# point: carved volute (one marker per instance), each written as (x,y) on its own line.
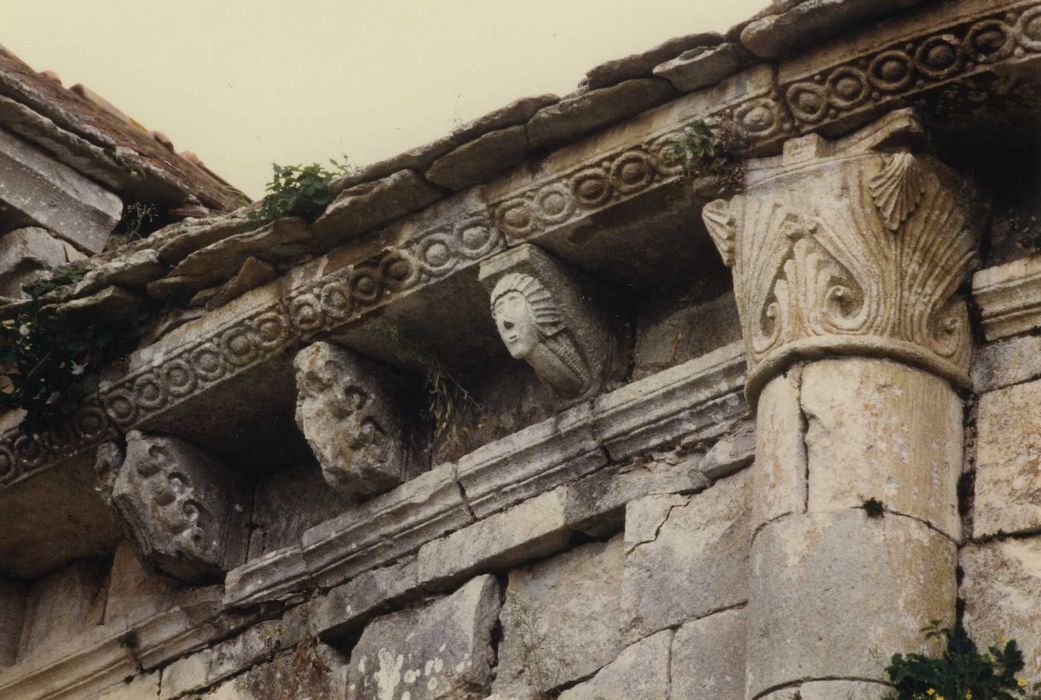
(853,247)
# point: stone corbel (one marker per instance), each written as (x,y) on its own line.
(349,410)
(184,511)
(852,247)
(546,317)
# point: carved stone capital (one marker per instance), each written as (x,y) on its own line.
(544,317)
(184,510)
(347,407)
(852,247)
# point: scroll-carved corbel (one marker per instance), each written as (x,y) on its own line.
(544,317)
(347,407)
(184,511)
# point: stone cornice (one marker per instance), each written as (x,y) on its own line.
(1009,297)
(699,398)
(829,91)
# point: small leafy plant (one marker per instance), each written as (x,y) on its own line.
(961,672)
(299,191)
(709,155)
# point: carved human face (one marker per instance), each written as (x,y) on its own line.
(516,324)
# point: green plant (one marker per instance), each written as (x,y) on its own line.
(299,191)
(960,672)
(709,155)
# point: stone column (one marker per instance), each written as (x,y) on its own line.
(847,257)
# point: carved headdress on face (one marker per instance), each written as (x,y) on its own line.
(533,328)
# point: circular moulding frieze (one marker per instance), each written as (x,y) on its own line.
(991,40)
(399,271)
(891,71)
(178,377)
(305,313)
(476,239)
(120,406)
(514,219)
(590,188)
(207,361)
(554,203)
(632,172)
(1029,29)
(808,102)
(758,118)
(939,56)
(847,88)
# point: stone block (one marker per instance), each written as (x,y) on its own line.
(69,602)
(185,510)
(211,666)
(39,191)
(1008,482)
(703,67)
(480,159)
(686,556)
(386,527)
(883,430)
(144,686)
(347,607)
(532,529)
(580,114)
(561,620)
(708,657)
(347,407)
(1006,363)
(812,22)
(440,650)
(135,593)
(26,256)
(874,583)
(1001,590)
(640,65)
(11,613)
(640,671)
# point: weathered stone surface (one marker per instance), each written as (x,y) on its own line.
(811,22)
(703,67)
(548,317)
(686,556)
(144,686)
(26,256)
(708,657)
(386,527)
(597,503)
(1001,590)
(185,510)
(561,620)
(348,606)
(64,604)
(440,650)
(480,159)
(582,113)
(39,191)
(11,611)
(1008,482)
(873,580)
(1009,297)
(885,431)
(347,409)
(134,593)
(640,65)
(526,531)
(640,671)
(514,114)
(364,206)
(1008,361)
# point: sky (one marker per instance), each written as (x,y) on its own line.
(244,83)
___
_Problem details:_ Repeat every line above exactly, minus the pictures.

_The answer:_
# point: carved volute (one marker per instance), each written as (x,y) on its own line.
(853,247)
# point: stone corbel (one marker per instance), each written as (x,y) on its own line.
(349,410)
(184,511)
(852,247)
(546,317)
# point: carved stone capital (one marker per instance), each written as (x,y) on its own line.
(544,317)
(184,510)
(347,407)
(852,247)
# point: scroll-carved corbel (one marker per instance), each written as (x,y) on its own line.
(544,317)
(347,407)
(184,511)
# point: stone cornice (one marker per instance), each written as (x,y) on its own line.
(1009,297)
(699,398)
(829,91)
# point: small leafy plant (one marker per instance), each written as (x,y) on its own line.
(961,672)
(299,191)
(709,155)
# point: carved human face (one marker per instance), each written as (x,y) on its own line.
(516,324)
# point: green plant (one marker per instance), each written as (x,y) on its own line.
(299,191)
(960,672)
(709,155)
# point: stone column (one marker per instance), each written as (x,y) on its own line.
(847,257)
# point: carved headdress on face (one marker per instance), each written as (x,y) on its own line.
(533,328)
# point: circular moulding frieze (one marker per instance), each written as (x,y) on its own line.
(991,40)
(399,271)
(891,71)
(178,377)
(305,313)
(476,239)
(120,406)
(514,219)
(590,188)
(207,361)
(554,203)
(632,172)
(1029,29)
(808,102)
(758,118)
(939,56)
(847,88)
# point: stone block (one marker per instance), each written as (x,y) on its own line.
(69,602)
(185,510)
(211,666)
(39,191)
(1008,482)
(703,67)
(480,159)
(686,556)
(386,527)
(883,430)
(144,686)
(347,607)
(532,529)
(580,114)
(561,620)
(708,657)
(347,407)
(1006,363)
(812,22)
(440,650)
(135,593)
(26,256)
(874,583)
(1001,590)
(640,65)
(11,613)
(640,671)
# point: weathered stone surface (one marker per instance), each written as (x,y) on its own line.
(811,22)
(703,67)
(548,317)
(686,556)
(144,686)
(26,256)
(708,657)
(386,527)
(597,503)
(1001,590)
(185,510)
(561,620)
(348,606)
(64,604)
(440,650)
(480,159)
(582,113)
(39,191)
(11,611)
(1008,482)
(873,580)
(1009,297)
(885,431)
(347,409)
(134,593)
(640,65)
(526,531)
(640,671)
(514,114)
(364,206)
(1008,361)
# point: sky (one marker per instance), each written as (x,y) on its own line.
(244,83)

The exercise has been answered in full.